> Exercise brief:
From the records that follow, copy every line that contains the word "detector".

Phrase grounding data
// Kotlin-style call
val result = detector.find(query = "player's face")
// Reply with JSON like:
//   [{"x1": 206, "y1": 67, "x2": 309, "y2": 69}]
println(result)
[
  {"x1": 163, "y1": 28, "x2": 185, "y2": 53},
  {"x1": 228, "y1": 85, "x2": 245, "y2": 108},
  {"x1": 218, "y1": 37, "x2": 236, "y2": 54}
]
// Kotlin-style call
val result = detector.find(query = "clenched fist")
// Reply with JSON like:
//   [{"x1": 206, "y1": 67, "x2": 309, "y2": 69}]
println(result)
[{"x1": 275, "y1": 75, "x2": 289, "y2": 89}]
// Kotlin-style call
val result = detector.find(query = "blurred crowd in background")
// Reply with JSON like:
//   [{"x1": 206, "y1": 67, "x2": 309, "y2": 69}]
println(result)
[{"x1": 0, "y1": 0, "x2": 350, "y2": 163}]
---
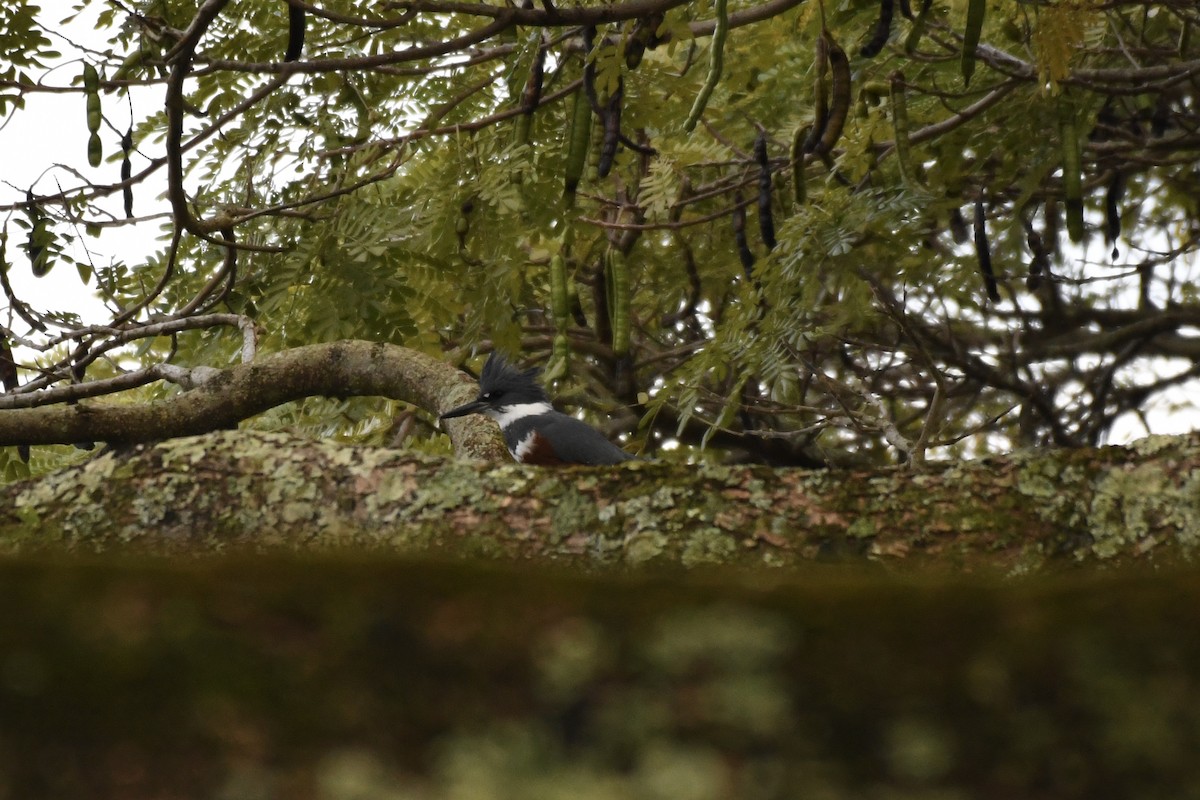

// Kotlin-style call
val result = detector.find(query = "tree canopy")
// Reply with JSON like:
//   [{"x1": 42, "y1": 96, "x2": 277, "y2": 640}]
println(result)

> Response to this exercise:
val result = detector.find(query = "player's face")
val result = detector.find(query = "clenched fist")
val result = detector.find(query = "blurred crowd in background")
val result = detector.find(query = "tree canopy")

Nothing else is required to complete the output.